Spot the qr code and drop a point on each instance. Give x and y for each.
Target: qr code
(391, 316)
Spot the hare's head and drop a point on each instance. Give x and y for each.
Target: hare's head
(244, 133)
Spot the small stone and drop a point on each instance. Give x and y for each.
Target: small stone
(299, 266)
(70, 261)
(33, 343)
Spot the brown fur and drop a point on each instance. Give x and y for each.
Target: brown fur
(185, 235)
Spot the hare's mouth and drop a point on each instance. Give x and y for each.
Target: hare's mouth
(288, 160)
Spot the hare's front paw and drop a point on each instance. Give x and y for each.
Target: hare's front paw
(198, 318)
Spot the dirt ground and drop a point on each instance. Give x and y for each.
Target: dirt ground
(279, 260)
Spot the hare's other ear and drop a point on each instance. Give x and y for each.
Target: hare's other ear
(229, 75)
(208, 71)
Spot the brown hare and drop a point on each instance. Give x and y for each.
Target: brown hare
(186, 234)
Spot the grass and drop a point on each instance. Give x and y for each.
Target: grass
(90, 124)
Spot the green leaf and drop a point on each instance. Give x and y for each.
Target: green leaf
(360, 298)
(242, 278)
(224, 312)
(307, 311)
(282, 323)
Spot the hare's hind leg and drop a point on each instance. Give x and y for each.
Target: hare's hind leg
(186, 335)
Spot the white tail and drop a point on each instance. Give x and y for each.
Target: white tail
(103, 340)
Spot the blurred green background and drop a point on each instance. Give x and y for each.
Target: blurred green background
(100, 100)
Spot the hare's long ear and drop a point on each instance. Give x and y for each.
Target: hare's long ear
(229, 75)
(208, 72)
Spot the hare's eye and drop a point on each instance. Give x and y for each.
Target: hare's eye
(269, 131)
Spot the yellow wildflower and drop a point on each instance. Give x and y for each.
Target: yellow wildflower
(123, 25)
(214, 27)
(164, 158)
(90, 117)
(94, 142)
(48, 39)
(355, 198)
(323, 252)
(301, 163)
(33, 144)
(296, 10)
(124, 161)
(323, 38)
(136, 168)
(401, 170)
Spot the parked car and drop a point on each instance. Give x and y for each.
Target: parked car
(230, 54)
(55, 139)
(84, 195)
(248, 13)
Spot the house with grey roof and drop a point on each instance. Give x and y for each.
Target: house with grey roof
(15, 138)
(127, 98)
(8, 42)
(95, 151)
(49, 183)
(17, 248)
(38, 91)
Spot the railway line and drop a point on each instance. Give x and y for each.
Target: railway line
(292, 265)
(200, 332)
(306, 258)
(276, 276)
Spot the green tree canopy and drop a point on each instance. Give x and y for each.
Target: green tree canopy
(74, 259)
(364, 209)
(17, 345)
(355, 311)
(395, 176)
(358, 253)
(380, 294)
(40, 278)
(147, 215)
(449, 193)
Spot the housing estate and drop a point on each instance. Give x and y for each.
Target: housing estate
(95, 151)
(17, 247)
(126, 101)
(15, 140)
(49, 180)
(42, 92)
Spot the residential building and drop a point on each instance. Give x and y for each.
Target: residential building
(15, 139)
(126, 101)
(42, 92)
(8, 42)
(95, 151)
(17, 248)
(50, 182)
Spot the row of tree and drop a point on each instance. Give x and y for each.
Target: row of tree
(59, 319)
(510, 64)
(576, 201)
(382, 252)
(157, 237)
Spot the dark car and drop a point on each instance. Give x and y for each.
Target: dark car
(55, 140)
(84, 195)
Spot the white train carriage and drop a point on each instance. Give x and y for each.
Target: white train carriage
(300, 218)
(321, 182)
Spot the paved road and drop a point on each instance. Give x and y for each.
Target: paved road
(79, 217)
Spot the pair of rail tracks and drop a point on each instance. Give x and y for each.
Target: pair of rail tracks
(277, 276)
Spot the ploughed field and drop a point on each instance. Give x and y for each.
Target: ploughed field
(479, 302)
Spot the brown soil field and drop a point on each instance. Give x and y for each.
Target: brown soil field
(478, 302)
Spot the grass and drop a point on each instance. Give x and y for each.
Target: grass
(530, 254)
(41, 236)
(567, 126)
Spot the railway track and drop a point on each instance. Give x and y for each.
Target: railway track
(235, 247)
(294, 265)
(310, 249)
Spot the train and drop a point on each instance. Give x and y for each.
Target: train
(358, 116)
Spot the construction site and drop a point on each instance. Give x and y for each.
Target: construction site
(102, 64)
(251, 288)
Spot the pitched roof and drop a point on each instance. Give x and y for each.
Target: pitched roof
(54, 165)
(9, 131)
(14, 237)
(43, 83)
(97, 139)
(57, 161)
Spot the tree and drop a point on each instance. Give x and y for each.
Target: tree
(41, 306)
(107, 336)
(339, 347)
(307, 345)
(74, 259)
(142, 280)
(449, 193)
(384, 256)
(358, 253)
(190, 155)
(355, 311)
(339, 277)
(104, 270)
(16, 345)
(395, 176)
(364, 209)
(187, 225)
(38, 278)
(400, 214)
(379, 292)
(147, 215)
****
• [What you are asked to do]:
Repeat the listing exactly, from its first line to its last.

• [Final result]:
Spot the qr code and drop a point on each instance. Give x and y for each.
Target: qr code
(391, 316)
Spot the hare's head and drop a point on each instance. Give x and y for each.
Target: hare's head
(244, 133)
Spot the small stone and drop a point on each instance. Give x and y for each.
Target: small stone
(299, 266)
(70, 261)
(33, 343)
Spot the brown fur and drop a point on each instance. Give x and y for each.
Target: brown fur
(185, 235)
Spot the hare's mouth and drop a point on each instance. Give x and y for each.
Target: hare's mouth
(288, 160)
Spot the hare's front paw and drop a point on each instance. Give x and y for each.
Target: hare's front paw
(198, 318)
Spot the dirt ground and drop a point on each instance. Give x and y for each.
Target: dirt ground
(279, 260)
Spot the hare's other ear and drop a point on each instance. Give x and y for each.
Target: hare's other ear
(229, 75)
(208, 71)
Spot the brown hare and drop a point on each instance. Give x and y for each.
Target: brown hare
(186, 234)
Spot the grass and drop a point on each instance. Give x and y for each.
Target: grass
(90, 124)
Spot the green leaf and drop a point on each instance. Give x and y for each.
Target: green leaf
(360, 298)
(242, 278)
(224, 312)
(307, 311)
(282, 323)
Spot the hare's hind leg and drop a point on each instance. Give x and y for each.
Target: hare's hind leg
(186, 335)
Spot the white tail and drop a point on each instance. Give x and y for each.
Target: white tail
(103, 340)
Spot the blurred green background and drop a point on each instance. Give x and y for each.
Target: blurred green background
(100, 100)
Spot the hare's long ear and drop a point on each instance. Give x and y for each.
Target: hare's long ear
(229, 75)
(208, 72)
Spot the hare's eye and drop a point on each instance. Give x and y for each.
Target: hare's eye
(269, 131)
Spot the yellow wildflower and drop a point on each instance. Give x and y for each.
Target: yellow wildflower
(123, 25)
(214, 27)
(164, 158)
(90, 117)
(94, 142)
(48, 39)
(355, 198)
(323, 252)
(301, 163)
(33, 144)
(296, 10)
(124, 161)
(323, 38)
(136, 168)
(401, 170)
Spot the parked car and drop a point on each instance. Give x and y for each.
Target: parked car
(230, 54)
(55, 139)
(84, 195)
(248, 13)
Spot the house with grey roof and drop a point on each instance. Give x and y for each.
Target: house with grey roof
(15, 138)
(127, 98)
(8, 42)
(95, 151)
(49, 183)
(17, 248)
(38, 91)
Spot the railway line and drop a point on each instance. Give x and y for each.
Target: railway line
(292, 265)
(200, 332)
(306, 258)
(276, 276)
Spot the green tree canopy and drop a point on each instance. Give x and y for each.
Target: green tree canopy
(74, 259)
(364, 209)
(17, 345)
(355, 311)
(395, 176)
(358, 253)
(380, 294)
(40, 278)
(147, 215)
(449, 193)
Spot the housing estate and drop a point on each instance. Give x and y for each.
Target: housing estate
(95, 151)
(17, 247)
(126, 101)
(15, 140)
(49, 180)
(42, 92)
Spot the residential building and drop a point on each instance. Give x and y for each.
Target: residential building
(15, 139)
(126, 101)
(42, 92)
(8, 42)
(95, 151)
(17, 248)
(50, 182)
Spot the row of tree and drop a point on each instance. Give x and y for each.
Target: row of tree
(59, 319)
(510, 64)
(576, 201)
(382, 252)
(157, 237)
Spot the dark car and drop a point on each instance. Give x and y for each.
Target: dark car
(55, 140)
(84, 195)
Spot the white train carriage and drop a point on each instance. Give x and y for each.
Target: white train carriage
(300, 218)
(321, 182)
Spot the paved road and drop a point on each instance. Give x and y for each.
Target: paved road
(79, 217)
Spot the pair of rail tracks and drop a point on each instance. Give x and y for each.
Target: pair of rail tracks
(277, 276)
Spot the ploughed field and drop a point on each instance. Give x and y for each.
Target: ploughed field
(479, 302)
Spot the brown soil field and drop a point on each instance. Give x and y for each.
Target: brown soil field
(478, 302)
Spot the grass and drop a point on each instance. Give x and y for each.
Target: grass
(530, 254)
(41, 236)
(567, 126)
Spot the railway track and drop a point on each instance. Give x and y for each.
Target: railway track
(235, 247)
(294, 265)
(310, 249)
Spot the train and drop a point on each instance. Give x and y for each.
Target: train
(358, 116)
Spot the construction site and drop a point on each instance. Give x and y for each.
Target: construction site
(102, 64)
(251, 288)
Spot the pitched roof and drop a point on each instance. Give x and y for each.
Target: pitched roof
(54, 165)
(9, 131)
(14, 237)
(43, 83)
(97, 139)
(57, 161)
Spot the tree and drop a point on each instance. Give x and y for each.
Target: tree
(41, 306)
(107, 336)
(339, 347)
(307, 345)
(74, 259)
(142, 280)
(449, 193)
(384, 256)
(358, 253)
(190, 155)
(355, 311)
(339, 277)
(104, 270)
(16, 345)
(395, 176)
(364, 209)
(187, 225)
(38, 278)
(400, 214)
(379, 292)
(147, 215)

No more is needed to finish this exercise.